--- Fragmento seleccionado ---

Y allí, mientras tomaba un zumo, una niña harapienta y el que parecía su hermano se paseaban por entre las mesas de la terraza en la que muchos cariotas, con camisetas de Cristiano Ronaldo, veían un partido del Real Madrid en una gran televisión de plasma. La niña dejaba cacahuetes en las mesas y esperaba un dinero o algo de comida a cambio. Su capacidad de autodefensa me pareció mucho menor que la de Mohamed, aunque a él le faltara una pierna.

Esta forma de vida pasa factura y muchos de estos niños arrastran problemas de salud, también a nivel psicológico. Mas del 30% sufre retrasos en el crecimiento y al menos sufre desde anemias a tuberculosis. Los niños de la calle se orinan por las noches, sufren pesadillas o lloran durante mucho tiempo sin saber por qué.

Sin embargo, en la mayoría de los casos no pueden recibir ningún tipo de asistencia sanitaria. La razón es cruel: sus padres ni siquiera los registran al nacer y sin la debida identificación no pueden recibir ayuda. Por eso no es de extrañar que una parte recurra a las drogas, especialmente el pegamento, mientras Cristiano Ronaldo marca otro gol.

¿Qué ha hecho la revolución por ellos?

--- Registros aportados ---

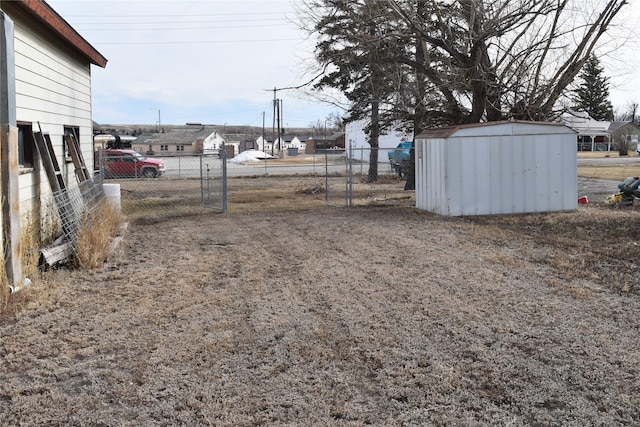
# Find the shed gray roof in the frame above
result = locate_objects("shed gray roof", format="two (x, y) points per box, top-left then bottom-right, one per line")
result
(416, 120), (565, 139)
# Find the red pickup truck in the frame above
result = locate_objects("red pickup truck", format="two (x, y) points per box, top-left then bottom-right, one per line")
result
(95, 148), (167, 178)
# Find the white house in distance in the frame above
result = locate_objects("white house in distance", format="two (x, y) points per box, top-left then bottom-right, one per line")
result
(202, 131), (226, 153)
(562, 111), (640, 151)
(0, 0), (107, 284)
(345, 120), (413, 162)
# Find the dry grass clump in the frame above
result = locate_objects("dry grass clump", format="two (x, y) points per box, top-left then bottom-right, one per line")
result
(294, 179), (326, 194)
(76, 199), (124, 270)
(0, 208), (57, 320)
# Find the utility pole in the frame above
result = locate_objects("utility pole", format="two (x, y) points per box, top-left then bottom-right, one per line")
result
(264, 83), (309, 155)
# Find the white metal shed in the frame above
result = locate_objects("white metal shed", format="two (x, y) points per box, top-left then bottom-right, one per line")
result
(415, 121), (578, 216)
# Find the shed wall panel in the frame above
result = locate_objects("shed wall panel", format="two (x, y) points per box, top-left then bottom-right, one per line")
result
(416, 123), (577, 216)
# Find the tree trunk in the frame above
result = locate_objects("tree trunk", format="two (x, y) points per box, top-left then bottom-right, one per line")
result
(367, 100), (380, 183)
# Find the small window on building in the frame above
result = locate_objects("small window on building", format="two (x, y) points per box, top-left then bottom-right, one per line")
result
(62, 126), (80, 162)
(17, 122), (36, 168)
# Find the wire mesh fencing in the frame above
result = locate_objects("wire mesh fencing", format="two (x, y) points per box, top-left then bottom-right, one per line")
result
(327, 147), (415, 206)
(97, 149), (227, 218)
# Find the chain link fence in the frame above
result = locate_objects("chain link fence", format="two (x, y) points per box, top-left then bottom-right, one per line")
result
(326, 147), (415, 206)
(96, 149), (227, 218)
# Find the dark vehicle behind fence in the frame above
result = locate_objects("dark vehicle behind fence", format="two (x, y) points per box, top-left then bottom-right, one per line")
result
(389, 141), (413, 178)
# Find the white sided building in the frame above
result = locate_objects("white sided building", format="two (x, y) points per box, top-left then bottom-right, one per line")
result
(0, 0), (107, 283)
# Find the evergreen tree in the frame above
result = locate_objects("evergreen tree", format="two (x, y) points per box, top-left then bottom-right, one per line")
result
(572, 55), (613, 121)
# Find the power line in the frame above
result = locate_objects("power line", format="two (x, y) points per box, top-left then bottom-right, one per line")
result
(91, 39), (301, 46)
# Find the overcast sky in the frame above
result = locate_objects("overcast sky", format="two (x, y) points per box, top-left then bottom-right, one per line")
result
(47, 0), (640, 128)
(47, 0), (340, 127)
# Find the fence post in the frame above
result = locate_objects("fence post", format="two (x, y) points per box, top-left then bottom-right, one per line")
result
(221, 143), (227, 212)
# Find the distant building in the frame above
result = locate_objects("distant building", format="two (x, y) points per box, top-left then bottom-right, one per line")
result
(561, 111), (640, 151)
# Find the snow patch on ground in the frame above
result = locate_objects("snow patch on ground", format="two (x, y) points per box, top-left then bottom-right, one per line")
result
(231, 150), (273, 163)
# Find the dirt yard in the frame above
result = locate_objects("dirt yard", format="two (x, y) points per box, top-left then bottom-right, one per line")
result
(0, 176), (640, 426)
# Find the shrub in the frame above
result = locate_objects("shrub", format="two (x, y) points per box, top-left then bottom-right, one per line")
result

---

▶ [Solicitud de trabajo A]:
Responda a estas preguntas sobre el fragmento acerca de los niños de la calle:
(i) ¿Qué dejaba la niña en las mesas de la terraza?
(ii) ¿Qué porcentaje de estos niños sufre retrasos en el crecimiento?
(iii) ¿Qué droga se menciona de forma especial?
▶ [Solicitud de trabajo B]: Copie del fragmento sobre los niños de la calle el pasaje que va de "Y allí, mientras" a "faltara una pierna.".
El listado no es necesario aquí.

▶ [Respuesta del ejercicio A]:
(i) Cacahuetes.
(ii) Más del 30%.
(iii) El pegamento.

▶ [Respuesta del ejercicio B]:
Y allí, mientras tomaba un zumo, una niña harapienta y el que parecía su hermano se paseaban por entre las mesas de la terraza en la que muchos cariotas, con camisetas de Cristiano Ronaldo, veían un partido del Real Madrid en una gran televisión de plasma. La niña dejaba cacahuetes en las mesas y esperaba un dinero o algo de comida a cambio. Su capacidad de autodefensa me pareció mucho menor que la de Mohamed, aunque a él le faltara una pierna.